▶ **TO-DO LIST**:
[a] Copy word for word the part of the floating-point equality thread that begins with the words containing "3 Use Bigdezimal" and ends with "down computations enormously.".
[b] In the floating-point equality thread, give the heading for each of the approaches numbered 3 through 6.

▶ **SELECTED PASSAGE**:
+---+
1 (proposed by doug meyer in this thread) Always use
(x-y).abs < Float::EPSILON
as a test for equality.

This won't work because the rounding error easily can get bigger than
Float::EPSILON, especially when dealing with numbers that are bigger
than unity. e.g.
y = 100.1 + 0.3
y - 100.4 # => -1.421e-14, while Float::EPSILON = 2.22e-16

2 Always use (x-y).abs < (x.abs + y.abs) * Float::EPSILON) as a test
for equality.

Better than the first proposal, but won't work if the rounding error
gets too large after a complex computation.
In addition, (1) and (2) suffer from the problem that x==y and y==z do
not imply x==z.

3 Use Bigdezimal

This only shifts the problem a few decimal places down, and tests for
equality will fail as with the normal floats.

4 Use Rationals

Works if you only have to deal with rational operations. But doesn't
solve the following
x = sqrt(2)
y = x + 1
x + 0.2 == y - 0.8 # => false
In addition, rational arithmetic can produce huge numbers pretty fast,
and this will slow down computations enormously.
5 Use a symbolic math package

This could in theory solve the issue with equality, but in practice there
is no way to decide that two symbolic representations of a number are the
same, like
1 / (sqrt(2) - 1) == sqrt(2) + 1
Also, very, very slow.

6 Use interval arithmetic

Gives you strict bounds on your solution, but can't answer x==y.


Summing up, when using floating point arithmetic there is no one true way.
There is no substitute for understanding numbers and analyzing your
problem.

Well ... OK ... but ...

This whole floating-point thing comes up here on a weekly basis, and
I'll bet it comes up on all the other language mailing lists too. No
matter how many times you repeat this, no matter how many web sites
explaining floating point arithmetic you point people to, etc., you are
still going to get people who don't know how it works and have
expectations that aren't realistic. An awful lot of calculators have
been built using decimal arithmetic just because there are a few less
"anomalies" that need to be explained.
+---+
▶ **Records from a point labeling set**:
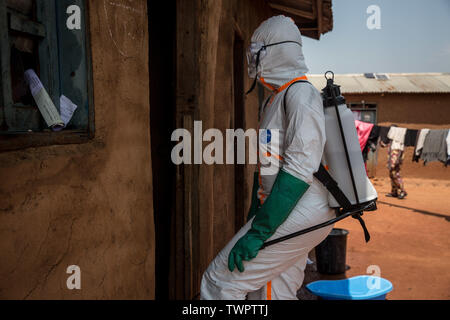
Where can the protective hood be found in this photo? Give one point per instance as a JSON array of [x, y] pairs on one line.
[[279, 63]]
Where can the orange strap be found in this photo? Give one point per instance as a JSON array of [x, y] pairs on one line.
[[284, 86]]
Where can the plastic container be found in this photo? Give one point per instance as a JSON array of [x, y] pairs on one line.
[[331, 253], [357, 288]]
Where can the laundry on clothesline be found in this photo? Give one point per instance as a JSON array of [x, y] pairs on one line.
[[429, 145], [435, 147]]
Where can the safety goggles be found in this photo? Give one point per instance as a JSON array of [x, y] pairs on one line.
[[255, 53]]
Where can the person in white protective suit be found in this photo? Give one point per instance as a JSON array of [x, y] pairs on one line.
[[288, 199]]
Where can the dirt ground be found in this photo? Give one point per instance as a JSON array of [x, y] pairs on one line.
[[410, 238]]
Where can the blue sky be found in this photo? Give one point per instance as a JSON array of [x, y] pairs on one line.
[[414, 37]]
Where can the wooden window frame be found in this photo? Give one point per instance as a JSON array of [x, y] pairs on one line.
[[50, 76]]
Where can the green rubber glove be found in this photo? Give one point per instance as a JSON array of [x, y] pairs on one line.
[[286, 192], [255, 202]]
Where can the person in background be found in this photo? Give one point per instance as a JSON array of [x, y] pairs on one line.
[[395, 160]]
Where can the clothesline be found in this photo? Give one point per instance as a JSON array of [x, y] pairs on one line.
[[429, 145]]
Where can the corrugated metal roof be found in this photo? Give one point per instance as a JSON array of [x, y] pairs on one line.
[[397, 83]]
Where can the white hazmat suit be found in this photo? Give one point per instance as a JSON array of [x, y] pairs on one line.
[[277, 272]]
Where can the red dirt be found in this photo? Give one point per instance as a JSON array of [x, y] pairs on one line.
[[410, 247]]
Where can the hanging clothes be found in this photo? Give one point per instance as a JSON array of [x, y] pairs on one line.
[[397, 135], [383, 134], [364, 129], [419, 144], [411, 137], [435, 147], [372, 142]]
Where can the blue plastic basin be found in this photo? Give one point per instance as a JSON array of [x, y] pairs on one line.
[[357, 288]]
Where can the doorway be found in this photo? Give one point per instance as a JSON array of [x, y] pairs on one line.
[[239, 123], [162, 124]]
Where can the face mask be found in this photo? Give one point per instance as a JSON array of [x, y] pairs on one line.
[[255, 49], [255, 53]]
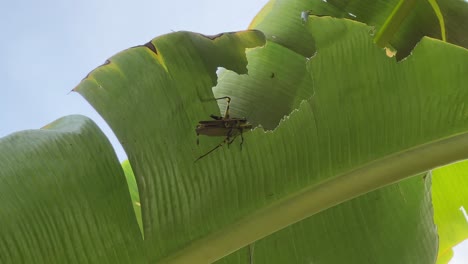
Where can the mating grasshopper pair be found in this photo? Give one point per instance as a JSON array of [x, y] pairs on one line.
[[226, 126]]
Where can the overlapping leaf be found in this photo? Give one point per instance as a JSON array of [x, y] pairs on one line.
[[64, 198]]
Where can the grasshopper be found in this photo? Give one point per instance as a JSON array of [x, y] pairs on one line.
[[226, 126]]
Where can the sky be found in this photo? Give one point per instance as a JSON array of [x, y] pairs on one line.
[[48, 46]]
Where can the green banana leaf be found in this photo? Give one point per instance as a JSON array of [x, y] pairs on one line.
[[280, 20], [450, 200], [342, 123], [64, 198], [379, 122]]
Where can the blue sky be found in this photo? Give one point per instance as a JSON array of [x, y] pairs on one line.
[[48, 46]]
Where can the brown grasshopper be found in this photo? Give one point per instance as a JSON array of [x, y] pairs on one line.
[[226, 126]]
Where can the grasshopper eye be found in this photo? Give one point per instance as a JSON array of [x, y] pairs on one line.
[[228, 127]]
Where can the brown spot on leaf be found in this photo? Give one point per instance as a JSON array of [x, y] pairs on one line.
[[151, 46]]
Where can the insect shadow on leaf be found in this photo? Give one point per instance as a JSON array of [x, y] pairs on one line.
[[226, 126]]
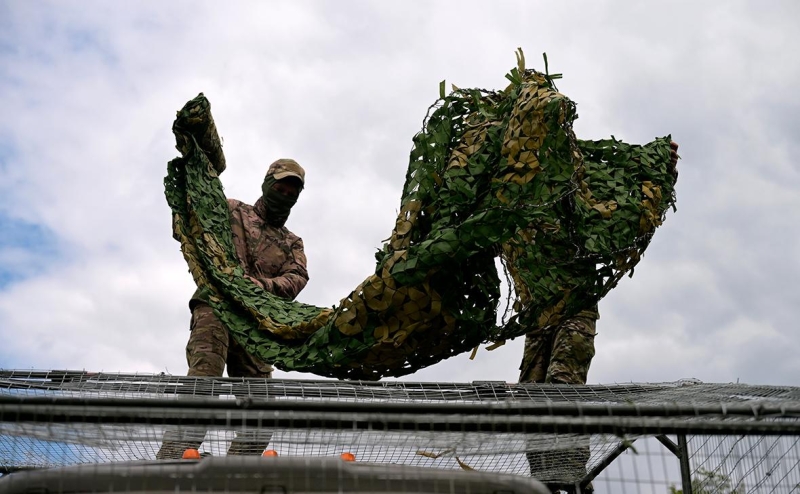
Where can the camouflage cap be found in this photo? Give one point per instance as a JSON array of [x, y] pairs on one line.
[[283, 168]]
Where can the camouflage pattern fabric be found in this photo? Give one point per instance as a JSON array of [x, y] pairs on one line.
[[560, 354], [210, 348], [491, 172], [273, 258]]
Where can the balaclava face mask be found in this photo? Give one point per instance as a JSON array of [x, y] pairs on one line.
[[278, 205]]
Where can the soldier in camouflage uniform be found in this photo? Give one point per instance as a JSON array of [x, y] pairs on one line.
[[562, 354], [272, 257]]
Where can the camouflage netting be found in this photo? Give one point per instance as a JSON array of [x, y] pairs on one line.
[[492, 174]]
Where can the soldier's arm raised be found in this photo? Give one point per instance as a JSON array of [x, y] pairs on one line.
[[293, 277]]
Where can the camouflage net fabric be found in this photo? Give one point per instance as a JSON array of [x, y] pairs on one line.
[[492, 174]]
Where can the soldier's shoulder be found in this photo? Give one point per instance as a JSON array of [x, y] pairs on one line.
[[237, 205], [291, 237]]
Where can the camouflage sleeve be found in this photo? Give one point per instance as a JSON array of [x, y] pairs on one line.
[[237, 226], [293, 277]]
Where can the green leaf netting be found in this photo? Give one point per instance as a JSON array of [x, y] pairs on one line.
[[491, 174]]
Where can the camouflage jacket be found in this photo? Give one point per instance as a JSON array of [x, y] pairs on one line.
[[271, 257]]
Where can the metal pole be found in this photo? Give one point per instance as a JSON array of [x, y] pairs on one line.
[[686, 477]]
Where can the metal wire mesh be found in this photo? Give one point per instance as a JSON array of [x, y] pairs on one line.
[[739, 436]]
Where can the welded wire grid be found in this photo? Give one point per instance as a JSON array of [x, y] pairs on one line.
[[739, 460], [117, 385]]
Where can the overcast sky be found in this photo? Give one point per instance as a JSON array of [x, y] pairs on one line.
[[90, 277]]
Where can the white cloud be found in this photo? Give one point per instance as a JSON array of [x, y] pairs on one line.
[[91, 90]]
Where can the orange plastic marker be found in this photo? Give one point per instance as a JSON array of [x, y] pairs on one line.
[[191, 454]]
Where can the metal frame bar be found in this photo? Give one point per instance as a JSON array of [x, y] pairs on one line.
[[416, 418]]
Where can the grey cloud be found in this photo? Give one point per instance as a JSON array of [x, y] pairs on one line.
[[342, 87]]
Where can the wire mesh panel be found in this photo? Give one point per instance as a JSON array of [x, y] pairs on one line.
[[656, 437]]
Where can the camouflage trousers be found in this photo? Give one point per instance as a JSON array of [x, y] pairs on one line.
[[560, 355], [209, 349]]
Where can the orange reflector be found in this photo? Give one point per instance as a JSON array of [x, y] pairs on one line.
[[191, 454]]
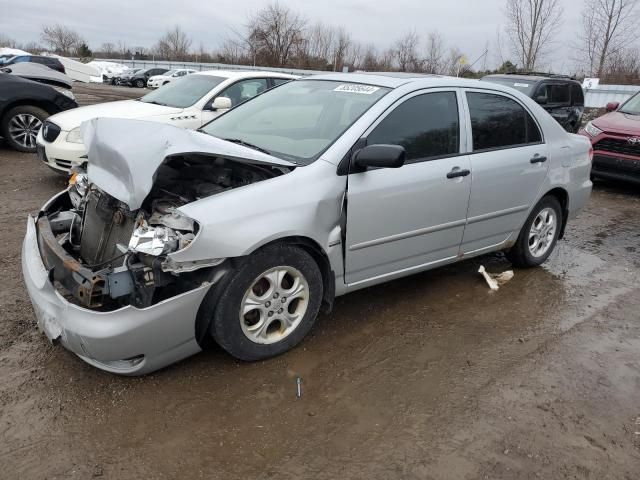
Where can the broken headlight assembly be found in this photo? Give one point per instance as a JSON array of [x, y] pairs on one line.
[[157, 240]]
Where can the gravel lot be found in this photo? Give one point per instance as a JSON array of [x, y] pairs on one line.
[[429, 377]]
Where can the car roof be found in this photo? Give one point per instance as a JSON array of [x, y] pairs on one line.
[[535, 78], [244, 74], [397, 79]]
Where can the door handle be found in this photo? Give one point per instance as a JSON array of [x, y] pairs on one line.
[[456, 172]]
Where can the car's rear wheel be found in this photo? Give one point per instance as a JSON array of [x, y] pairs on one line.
[[539, 234], [20, 127], [270, 303]]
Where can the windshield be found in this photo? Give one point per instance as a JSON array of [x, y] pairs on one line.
[[524, 85], [299, 120], [632, 106], [183, 92]]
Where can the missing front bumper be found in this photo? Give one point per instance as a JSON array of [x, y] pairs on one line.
[[163, 333]]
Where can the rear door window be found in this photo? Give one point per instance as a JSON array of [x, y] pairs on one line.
[[559, 93], [500, 122]]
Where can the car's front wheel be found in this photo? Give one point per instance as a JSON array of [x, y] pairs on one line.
[[539, 234], [20, 127], [270, 303]]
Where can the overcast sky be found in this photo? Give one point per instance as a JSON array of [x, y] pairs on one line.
[[467, 24]]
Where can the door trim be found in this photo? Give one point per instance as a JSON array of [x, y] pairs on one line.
[[405, 235], [499, 213]]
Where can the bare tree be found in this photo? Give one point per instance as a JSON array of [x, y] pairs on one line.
[[174, 45], [61, 39], [452, 64], [434, 53], [341, 45], [608, 26], [232, 52], [406, 50], [123, 49], [276, 30], [623, 67], [532, 25]]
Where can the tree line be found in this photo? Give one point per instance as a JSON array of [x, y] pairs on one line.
[[278, 36]]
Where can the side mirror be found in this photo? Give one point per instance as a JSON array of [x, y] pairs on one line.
[[379, 156], [221, 103], [612, 106]]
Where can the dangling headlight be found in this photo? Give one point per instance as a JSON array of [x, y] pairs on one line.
[[74, 136], [157, 240]]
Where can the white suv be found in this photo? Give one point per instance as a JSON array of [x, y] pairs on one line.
[[159, 80], [188, 102]]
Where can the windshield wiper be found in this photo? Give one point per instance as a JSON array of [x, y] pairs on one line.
[[154, 102], [239, 141]]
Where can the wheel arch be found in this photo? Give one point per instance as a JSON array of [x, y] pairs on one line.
[[563, 197], [48, 107], [224, 272], [321, 258]]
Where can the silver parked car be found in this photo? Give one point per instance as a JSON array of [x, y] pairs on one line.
[[244, 230]]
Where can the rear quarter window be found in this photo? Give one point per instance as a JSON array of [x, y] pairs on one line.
[[500, 122], [577, 96]]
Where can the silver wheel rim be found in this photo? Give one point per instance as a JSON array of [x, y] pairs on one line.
[[542, 232], [274, 305], [24, 129]]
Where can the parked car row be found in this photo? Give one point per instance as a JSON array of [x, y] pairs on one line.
[[277, 197], [189, 102], [28, 96]]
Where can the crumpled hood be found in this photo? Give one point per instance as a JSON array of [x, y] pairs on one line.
[[124, 155], [619, 122], [121, 109]]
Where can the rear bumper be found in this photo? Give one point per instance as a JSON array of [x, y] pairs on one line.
[[613, 167], [127, 341]]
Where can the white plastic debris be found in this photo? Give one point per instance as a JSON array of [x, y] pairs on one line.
[[495, 280]]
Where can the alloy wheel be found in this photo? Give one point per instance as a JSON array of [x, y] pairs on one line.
[[542, 232], [24, 129], [274, 305]]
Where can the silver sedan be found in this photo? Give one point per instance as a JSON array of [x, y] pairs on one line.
[[244, 230]]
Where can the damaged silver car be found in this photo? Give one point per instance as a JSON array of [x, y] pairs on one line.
[[243, 231]]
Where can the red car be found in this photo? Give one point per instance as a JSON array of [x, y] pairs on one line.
[[616, 141]]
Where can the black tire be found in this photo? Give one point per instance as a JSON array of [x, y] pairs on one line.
[[226, 326], [5, 122], [520, 254]]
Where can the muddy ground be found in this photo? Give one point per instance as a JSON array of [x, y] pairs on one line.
[[429, 377]]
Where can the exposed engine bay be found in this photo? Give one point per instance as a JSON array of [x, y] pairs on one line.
[[103, 255]]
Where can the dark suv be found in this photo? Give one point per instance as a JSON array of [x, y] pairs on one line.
[[50, 62], [559, 95], [140, 78]]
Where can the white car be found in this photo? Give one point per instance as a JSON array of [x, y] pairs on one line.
[[188, 102], [160, 80]]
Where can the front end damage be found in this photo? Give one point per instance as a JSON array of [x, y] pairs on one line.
[[101, 274]]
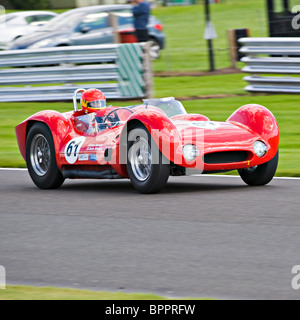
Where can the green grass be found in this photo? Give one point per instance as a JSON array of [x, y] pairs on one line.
[[184, 27], [51, 293]]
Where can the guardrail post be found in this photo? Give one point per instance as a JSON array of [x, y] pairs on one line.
[[132, 63], [278, 57]]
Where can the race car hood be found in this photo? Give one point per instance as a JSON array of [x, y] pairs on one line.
[[215, 135]]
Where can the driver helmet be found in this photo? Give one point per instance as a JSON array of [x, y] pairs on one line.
[[93, 100]]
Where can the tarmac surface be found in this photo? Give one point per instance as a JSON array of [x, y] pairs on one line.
[[205, 236]]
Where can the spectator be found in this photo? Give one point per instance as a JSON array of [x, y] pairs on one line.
[[141, 14]]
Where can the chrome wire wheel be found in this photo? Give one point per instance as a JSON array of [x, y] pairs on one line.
[[40, 155], [140, 159], [154, 50]]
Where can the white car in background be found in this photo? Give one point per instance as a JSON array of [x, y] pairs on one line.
[[16, 24]]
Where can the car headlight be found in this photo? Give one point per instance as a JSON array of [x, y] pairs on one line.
[[260, 148], [190, 152]]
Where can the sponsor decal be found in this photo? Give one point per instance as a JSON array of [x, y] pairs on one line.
[[93, 157], [210, 125], [83, 157], [72, 149]]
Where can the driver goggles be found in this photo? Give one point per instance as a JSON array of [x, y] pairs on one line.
[[97, 104]]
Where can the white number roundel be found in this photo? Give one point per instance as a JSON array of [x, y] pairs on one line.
[[72, 149]]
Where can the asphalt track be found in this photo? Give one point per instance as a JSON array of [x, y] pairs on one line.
[[206, 236]]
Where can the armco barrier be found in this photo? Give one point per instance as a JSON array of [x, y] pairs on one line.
[[274, 64], [121, 71]]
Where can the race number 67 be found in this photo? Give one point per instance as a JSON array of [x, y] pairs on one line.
[[72, 149]]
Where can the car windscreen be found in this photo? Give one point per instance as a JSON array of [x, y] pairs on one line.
[[169, 106], [67, 20]]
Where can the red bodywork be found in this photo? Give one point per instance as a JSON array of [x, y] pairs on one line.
[[214, 139]]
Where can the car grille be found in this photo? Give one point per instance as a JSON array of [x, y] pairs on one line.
[[225, 157]]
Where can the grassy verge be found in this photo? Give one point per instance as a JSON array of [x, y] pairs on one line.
[[51, 293]]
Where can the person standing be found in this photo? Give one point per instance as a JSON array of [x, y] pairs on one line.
[[141, 14]]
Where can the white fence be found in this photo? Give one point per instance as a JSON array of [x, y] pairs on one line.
[[121, 71], [273, 64]]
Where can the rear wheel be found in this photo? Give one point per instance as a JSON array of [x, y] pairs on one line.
[[147, 168], [40, 158], [261, 174]]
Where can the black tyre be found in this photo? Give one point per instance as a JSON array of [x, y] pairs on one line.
[[261, 174], [147, 168], [40, 158]]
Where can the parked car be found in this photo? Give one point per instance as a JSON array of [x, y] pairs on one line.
[[17, 24], [90, 25], [146, 143]]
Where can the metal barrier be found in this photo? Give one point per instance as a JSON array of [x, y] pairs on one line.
[[121, 71], [273, 63]]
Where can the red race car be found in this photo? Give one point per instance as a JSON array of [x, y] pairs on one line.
[[146, 143]]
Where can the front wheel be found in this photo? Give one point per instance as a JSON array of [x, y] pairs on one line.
[[147, 168], [261, 174], [40, 158]]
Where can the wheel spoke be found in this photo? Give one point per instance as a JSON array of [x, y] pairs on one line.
[[40, 154]]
+---+
▶ **TASK-BY-TASK SOLUTIONS**:
[a]
3 Use Bigdezimal

This only shifts the problem a few decimal places down, and tests for
equality will fail as with the normal floats.

4 Use Rationals

Works if you only have to deal with rational operations. But doesn't
solve the following
x = sqrt(2)
y = x + 1
x + 0.2 == y - 0.8 # => false
In addition, rational arithmetic can produce huge numbers pretty fast,
and this will slow down computations enormously.

[b]
Use Bigdezimal
Use Rationals
Use a symbolic math package
Use interval arithmetic